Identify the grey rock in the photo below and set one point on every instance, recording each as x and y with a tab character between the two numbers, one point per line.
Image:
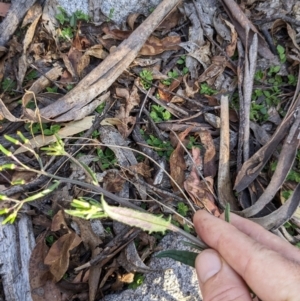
116	10
172	281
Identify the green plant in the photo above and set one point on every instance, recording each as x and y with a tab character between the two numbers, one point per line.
163	148
207	90
107	158
292	80
182	208
172	75
52	90
159	113
111	13
48	129
8	85
62	17
50	239
146	78
193	143
33	128
293	175
100	108
181	62
67	33
137	281
281	53
33	74
69	87
87	208
70	22
53	129
286	194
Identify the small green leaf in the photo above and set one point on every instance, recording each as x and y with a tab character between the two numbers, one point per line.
10	166
134	218
227	213
10	219
5	151
185	257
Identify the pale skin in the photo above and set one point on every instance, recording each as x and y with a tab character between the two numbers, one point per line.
244	255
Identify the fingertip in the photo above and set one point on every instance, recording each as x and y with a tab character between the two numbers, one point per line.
217	280
208	263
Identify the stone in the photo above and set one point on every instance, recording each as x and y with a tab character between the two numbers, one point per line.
172	281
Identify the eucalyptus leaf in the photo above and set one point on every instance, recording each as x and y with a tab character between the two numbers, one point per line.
278	217
182	256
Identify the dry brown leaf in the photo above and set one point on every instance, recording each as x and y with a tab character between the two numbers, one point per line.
225	192
68	129
131	20
93	241
113	181
278	24
154	45
102	77
69	66
59	223
142	169
171	21
216	68
48	19
58	256
190	91
4	7
127	121
42	286
22	66
31	15
177	162
74	57
209	166
198	190
26	176
230	49
163	94
116	34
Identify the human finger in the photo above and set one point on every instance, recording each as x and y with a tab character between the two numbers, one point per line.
217	280
271	276
264	237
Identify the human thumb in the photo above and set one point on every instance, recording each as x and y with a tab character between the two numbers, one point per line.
217	280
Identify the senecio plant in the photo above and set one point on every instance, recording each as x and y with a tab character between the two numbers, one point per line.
88	208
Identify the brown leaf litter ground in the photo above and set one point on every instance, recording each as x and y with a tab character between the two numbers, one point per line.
195	106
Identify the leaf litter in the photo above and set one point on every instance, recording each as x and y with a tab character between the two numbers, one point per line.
194	107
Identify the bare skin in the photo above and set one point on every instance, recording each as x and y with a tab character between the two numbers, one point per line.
245	255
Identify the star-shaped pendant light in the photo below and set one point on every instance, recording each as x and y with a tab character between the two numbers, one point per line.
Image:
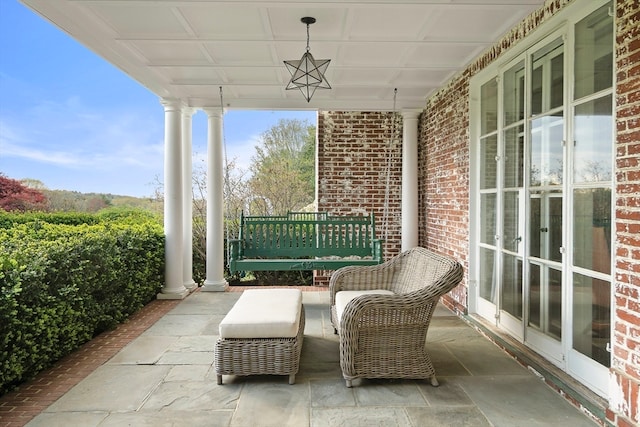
307	73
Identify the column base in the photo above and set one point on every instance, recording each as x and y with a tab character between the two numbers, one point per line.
214	286
180	294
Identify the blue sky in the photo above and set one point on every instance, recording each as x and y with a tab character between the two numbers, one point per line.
75	122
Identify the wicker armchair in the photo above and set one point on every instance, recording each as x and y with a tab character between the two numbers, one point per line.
383	334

### WORK TO DO
Write out again every line from the one containing "Identify the brown" through the end of the material, inclusive, keeping the wording of each line. Multiply every coordinate in the answers by 2.2 and round it to a whole number, rounding halves up, and leave the pictures out.

### FINAL ANSWER
Identify the brown leaf litter ground in the photo above and set one point on every instance, recording each as x and y with a tab character between the two numbers, one point per line.
429	233
Identify the leaf litter in the photo above and set one point on every instance, recording each as x and y with a tab character between the two numbers, one point per line.
427	235
Identify the bare skin in the photo above and set one point on every instance, recording each as x and y with a tab character between the two numbers, one point per line.
539	561
Identify the star-shaped pendant light in the photo below and set one point on every instance, recording each as x and y with a tab character between the two numbers, one point per line.
Image:
675	161
Identify the column base in the photo above and set one point on every instance, recording each as x and y with a tab character between the two numbers, one point per line.
471	629
396	647
Identify the blue sky in the photo above and set one point on every instance, recording each as x and y with a tab character between the two numbers, one point per line.
165	268
Identify the wicker armchair in the photo above and set one point on every instance, recording each as x and y with a tab character between the two numbers, one point per line.
843	735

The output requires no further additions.